◆ **TASK PROMPT**:
Gather every line below that contains the word "navy", and copy each one. Match case exactly.

◆ **SOURCE RECORDS**:
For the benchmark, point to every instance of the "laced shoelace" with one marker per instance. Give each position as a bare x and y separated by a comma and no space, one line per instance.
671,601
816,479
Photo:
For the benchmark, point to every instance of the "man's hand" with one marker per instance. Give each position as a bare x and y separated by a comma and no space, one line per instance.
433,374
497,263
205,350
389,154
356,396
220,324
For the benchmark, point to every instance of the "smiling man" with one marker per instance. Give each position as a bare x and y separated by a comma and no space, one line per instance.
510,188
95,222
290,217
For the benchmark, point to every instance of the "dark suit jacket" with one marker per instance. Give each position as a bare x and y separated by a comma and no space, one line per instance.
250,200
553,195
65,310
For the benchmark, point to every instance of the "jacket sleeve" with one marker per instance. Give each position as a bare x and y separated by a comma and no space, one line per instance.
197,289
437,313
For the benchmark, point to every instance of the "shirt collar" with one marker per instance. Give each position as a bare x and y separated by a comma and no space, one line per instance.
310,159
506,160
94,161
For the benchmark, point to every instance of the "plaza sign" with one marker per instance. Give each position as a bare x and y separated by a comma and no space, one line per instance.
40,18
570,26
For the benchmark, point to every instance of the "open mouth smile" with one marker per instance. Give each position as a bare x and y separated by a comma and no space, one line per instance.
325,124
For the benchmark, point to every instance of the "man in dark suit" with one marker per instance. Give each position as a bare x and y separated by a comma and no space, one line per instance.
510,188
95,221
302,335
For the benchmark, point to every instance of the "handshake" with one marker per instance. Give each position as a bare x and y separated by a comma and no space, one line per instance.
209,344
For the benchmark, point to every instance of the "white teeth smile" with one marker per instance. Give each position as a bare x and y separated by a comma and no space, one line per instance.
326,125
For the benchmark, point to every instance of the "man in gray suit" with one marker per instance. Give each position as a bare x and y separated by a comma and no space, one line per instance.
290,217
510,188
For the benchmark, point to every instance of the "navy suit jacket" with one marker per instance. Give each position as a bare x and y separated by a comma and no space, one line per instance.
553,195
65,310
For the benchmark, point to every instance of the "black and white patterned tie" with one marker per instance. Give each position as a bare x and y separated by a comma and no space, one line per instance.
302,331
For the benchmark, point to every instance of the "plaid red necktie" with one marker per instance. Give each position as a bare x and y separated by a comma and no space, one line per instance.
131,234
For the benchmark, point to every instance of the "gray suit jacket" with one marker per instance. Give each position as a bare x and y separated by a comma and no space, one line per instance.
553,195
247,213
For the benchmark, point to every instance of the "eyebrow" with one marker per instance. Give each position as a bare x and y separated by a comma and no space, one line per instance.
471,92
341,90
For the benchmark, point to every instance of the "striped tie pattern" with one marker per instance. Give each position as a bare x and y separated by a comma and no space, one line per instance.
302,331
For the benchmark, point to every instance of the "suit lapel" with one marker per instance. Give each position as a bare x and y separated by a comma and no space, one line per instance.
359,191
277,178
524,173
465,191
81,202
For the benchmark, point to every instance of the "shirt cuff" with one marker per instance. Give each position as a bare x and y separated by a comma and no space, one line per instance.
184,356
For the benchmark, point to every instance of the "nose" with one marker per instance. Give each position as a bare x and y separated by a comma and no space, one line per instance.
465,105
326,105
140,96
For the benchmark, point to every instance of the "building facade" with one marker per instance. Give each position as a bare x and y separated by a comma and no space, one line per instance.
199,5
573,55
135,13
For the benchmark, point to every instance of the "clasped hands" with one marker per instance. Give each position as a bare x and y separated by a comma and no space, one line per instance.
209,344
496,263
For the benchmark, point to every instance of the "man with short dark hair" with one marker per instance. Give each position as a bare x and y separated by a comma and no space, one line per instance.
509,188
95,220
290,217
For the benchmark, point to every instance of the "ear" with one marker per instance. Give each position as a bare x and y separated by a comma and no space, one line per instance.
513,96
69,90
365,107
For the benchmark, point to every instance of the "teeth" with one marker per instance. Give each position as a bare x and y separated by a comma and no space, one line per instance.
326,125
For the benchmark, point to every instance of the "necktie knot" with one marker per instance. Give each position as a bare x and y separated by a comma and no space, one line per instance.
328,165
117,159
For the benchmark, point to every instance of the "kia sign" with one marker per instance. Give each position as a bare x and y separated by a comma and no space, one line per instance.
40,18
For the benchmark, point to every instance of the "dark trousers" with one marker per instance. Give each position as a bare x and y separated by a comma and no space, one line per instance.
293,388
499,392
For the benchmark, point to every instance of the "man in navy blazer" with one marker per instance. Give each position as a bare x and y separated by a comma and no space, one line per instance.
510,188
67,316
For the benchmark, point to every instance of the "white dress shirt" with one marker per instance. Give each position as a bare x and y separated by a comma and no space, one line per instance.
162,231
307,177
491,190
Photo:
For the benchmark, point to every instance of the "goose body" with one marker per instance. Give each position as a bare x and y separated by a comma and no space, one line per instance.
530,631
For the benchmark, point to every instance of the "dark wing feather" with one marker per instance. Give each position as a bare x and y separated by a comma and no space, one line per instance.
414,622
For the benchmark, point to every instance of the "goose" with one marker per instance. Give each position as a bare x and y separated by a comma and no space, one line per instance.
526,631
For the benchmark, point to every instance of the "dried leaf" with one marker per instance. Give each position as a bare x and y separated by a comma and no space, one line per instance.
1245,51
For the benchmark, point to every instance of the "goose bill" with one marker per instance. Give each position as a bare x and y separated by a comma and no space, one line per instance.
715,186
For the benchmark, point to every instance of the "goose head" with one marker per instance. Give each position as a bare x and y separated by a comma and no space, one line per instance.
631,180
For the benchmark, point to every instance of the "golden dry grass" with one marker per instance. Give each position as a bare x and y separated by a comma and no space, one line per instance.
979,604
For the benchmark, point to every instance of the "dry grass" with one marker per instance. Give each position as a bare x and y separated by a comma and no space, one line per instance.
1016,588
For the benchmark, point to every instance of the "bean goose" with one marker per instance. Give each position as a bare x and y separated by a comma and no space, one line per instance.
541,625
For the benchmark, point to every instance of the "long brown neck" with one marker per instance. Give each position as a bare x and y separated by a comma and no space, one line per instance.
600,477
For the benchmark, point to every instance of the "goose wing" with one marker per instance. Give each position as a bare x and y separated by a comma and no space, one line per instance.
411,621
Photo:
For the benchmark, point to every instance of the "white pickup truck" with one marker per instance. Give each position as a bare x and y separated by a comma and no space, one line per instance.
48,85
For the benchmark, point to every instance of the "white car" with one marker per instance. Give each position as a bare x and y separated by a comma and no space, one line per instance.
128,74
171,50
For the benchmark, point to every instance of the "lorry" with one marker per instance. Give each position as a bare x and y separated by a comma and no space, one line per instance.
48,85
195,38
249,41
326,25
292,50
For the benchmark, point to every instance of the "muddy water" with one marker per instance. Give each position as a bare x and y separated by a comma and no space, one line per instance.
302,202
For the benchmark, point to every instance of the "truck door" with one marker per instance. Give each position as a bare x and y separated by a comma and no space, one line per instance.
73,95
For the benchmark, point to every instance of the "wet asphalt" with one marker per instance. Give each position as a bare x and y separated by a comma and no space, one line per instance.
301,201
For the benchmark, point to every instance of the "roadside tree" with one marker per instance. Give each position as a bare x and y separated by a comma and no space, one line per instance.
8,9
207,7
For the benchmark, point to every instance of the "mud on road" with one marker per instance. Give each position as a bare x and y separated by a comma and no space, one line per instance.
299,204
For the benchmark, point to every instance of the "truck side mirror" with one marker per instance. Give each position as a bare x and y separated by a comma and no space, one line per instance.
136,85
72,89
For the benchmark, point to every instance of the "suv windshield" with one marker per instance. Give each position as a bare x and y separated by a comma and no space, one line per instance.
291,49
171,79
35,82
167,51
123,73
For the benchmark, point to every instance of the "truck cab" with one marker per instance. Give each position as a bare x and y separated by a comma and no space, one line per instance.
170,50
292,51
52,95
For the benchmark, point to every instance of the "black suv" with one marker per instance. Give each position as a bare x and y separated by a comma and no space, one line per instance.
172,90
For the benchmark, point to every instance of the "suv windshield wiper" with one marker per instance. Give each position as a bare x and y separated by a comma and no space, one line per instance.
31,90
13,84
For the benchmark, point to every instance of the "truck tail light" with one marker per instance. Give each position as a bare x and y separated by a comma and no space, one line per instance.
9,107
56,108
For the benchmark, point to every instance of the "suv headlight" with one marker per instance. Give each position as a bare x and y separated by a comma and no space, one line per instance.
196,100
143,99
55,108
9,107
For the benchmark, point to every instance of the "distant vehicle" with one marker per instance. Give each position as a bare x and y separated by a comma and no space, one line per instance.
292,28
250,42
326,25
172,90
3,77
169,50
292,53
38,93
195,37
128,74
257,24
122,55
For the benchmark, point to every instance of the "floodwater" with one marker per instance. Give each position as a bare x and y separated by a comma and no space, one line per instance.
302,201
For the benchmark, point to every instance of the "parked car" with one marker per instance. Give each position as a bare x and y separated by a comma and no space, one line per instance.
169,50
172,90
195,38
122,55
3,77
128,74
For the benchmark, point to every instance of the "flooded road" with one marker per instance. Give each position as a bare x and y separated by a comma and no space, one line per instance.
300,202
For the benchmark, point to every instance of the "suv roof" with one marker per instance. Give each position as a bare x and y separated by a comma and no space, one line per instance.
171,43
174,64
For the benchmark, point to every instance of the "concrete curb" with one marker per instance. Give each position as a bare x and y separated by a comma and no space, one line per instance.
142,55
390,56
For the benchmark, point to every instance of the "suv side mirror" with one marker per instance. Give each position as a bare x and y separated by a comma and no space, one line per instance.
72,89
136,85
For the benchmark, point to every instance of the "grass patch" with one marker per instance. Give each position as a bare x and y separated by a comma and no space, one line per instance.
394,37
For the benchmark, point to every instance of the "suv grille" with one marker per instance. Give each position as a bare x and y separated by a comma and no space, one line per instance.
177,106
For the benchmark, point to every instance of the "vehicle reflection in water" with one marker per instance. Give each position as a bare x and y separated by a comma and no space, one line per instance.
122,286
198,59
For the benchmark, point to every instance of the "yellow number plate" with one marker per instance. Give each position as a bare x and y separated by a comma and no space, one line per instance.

◆ **COMPLETED EXERCISE**:
For the benchmark, point to every instance of the "navy suit jacket" with one marker per instance. Give each position as a bare x and y separated by a comma and no space, one line per instance.
For the benchmark, point to every instance of the "man in navy blazer" with one marker per instance. Give each position as a bare x and y separated by a comma and no space, one line per instance.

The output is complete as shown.